Reading passage:
"""

You are viewing a plain text version of this content. The canonical link for it is here.
Posted to github@beam.apache.org by GitBox <gi...@apache.org> on 2020/08/05 15:16:28 UTC

[GitHub] [beam] aromanenko-dev commented on a change in pull request #12422: [BEAM-601] Run KinesisIOIT with localstack

aromanenko-dev commented on a change in pull request #12422:
URL: https://github.com/apache/beam/pull/12422#discussion_r465702081



##########
File path: sdks/java/io/kinesis/src/main/java/org/apache/beam/sdk/io/kinesis/BasicKinesisProvider.java
##########
@@ -39,16 +40,27 @@
   private final String secretKey;
   private final Regions region;
   private final @Nullable String serviceEndpoint;
+  private final boolean verifyCertificate;
 
   BasicKinesisProvider(
-      String accessKey, String secretKey, Regions region, @Nullable String serviceEndpoint) {
+      String accessKey,
+      String secretKey,
+      Regions region,
+      @Nullable String serviceEndpoint,
+      boolean verifyCertificate) {
     checkArgument(accessKey != null, "accessKey can not be null");
     checkArgument(secretKey != null, "secretKey can not be null");
     checkArgument(region != null, "region can not be null");
     this.accessKey = accessKey;
     this.secretKey = secretKey;
     this.region = region;
     this.serviceEndpoint = serviceEndpoint;
+    this.verifyCertificate = verifyCertificate;
+  }
+
+  BasicKinesisProvider(

Review comment:
       Why you decided to modify `BasicKinesisProvider` and not just create a new provider class for testing that extends this basic one?

##########
File path: sdks/java/io/kinesis/src/test/java/org/apache/beam/sdk/io/kinesis/KinesisIOIT.java
##########
@@ -95,32 +123,114 @@ private void runRead() {
     PCollection<KinesisRecord> output =
         pipelineRead.apply(
             KinesisIO.read()
-                .withStreamName(options.getAwsKinesisStream())
+                .withStreamName(streamName)
                 .withAWSClientsProvider(
                     options.getAwsAccessKey(),
                     options.getAwsSecretKey(),
-                    Regions.fromName(options.getAwsKinesisRegion()))

"""

Given task a:
Copy out the entries starting with the line that contains "Target: sandy patch" and continuing through the last line of the entries.
The entries that follow have no connection to the GitHub review comment.

Material for this exercise:

"""

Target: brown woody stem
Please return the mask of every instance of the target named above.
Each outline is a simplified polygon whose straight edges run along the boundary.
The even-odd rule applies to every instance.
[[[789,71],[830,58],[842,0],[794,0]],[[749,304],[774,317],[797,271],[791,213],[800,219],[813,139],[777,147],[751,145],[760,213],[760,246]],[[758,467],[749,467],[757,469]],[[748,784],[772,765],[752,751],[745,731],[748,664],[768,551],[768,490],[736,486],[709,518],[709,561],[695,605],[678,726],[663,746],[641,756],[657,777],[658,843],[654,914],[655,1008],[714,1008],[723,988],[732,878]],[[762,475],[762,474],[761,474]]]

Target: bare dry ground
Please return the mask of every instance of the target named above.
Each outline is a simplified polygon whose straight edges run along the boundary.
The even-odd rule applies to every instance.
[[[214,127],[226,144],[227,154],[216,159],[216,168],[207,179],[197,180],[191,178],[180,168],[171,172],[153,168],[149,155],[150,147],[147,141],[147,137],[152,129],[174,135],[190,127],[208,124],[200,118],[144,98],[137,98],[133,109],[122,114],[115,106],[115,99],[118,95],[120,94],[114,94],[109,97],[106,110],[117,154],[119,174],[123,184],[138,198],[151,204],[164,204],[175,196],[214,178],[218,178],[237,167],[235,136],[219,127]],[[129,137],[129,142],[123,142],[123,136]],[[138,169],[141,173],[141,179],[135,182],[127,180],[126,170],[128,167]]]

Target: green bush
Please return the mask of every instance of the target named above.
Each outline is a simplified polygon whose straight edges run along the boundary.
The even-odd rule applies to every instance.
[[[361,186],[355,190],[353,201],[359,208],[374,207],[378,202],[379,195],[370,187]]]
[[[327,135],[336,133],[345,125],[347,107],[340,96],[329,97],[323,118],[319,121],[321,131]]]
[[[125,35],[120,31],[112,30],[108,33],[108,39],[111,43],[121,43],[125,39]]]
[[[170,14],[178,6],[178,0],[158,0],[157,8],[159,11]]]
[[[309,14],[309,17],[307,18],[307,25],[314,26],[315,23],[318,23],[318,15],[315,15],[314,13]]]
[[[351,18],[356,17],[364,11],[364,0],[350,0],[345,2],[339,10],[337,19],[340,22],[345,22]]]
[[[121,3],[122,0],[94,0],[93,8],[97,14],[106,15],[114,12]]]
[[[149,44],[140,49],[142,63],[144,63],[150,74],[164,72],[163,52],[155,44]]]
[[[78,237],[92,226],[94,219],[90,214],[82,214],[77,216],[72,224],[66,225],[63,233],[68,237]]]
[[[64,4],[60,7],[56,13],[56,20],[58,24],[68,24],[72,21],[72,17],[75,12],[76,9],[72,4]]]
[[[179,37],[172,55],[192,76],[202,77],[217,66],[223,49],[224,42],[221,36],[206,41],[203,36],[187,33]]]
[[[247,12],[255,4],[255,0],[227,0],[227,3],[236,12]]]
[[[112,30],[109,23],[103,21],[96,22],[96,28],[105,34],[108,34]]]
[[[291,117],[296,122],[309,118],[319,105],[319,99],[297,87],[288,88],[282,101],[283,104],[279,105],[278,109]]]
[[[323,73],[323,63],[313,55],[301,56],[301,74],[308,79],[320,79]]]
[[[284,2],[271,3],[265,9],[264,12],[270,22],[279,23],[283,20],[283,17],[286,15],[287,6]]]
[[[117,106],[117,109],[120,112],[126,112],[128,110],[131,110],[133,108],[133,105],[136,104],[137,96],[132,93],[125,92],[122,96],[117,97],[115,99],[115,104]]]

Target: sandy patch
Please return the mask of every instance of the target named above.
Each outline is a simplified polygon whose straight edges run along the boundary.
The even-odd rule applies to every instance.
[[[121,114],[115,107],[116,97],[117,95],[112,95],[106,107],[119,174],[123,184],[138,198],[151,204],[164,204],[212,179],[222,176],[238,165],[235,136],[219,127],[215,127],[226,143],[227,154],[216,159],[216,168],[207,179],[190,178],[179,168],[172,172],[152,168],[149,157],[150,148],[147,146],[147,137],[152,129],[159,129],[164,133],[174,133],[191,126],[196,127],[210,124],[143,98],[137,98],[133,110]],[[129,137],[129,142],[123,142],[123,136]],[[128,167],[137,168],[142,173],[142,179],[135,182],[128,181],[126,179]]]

"""

Given task b:
In the GitHub review comment, what is the name of the new private boolean field added to `BasicKinesisProvider`?

Problem solution a:
Target: sandy patch
Please return the mask of every instance of the target named above.
Each outline is a simplified polygon whose straight edges run along the boundary.
The even-odd rule applies to every instance.
[[[121,114],[115,107],[116,97],[117,95],[112,95],[106,107],[119,174],[123,184],[138,198],[151,204],[164,204],[212,179],[222,176],[238,165],[235,136],[219,127],[215,127],[226,143],[227,154],[216,159],[216,168],[207,179],[190,178],[179,168],[172,172],[152,168],[149,157],[150,148],[147,146],[147,137],[152,129],[159,129],[164,133],[174,133],[191,126],[196,127],[210,124],[143,98],[137,98],[133,110]],[[129,137],[129,142],[123,142],[123,136]],[[128,167],[137,168],[142,173],[142,179],[135,182],[128,181],[126,179]]]

Problem solution b:
verifyCertificate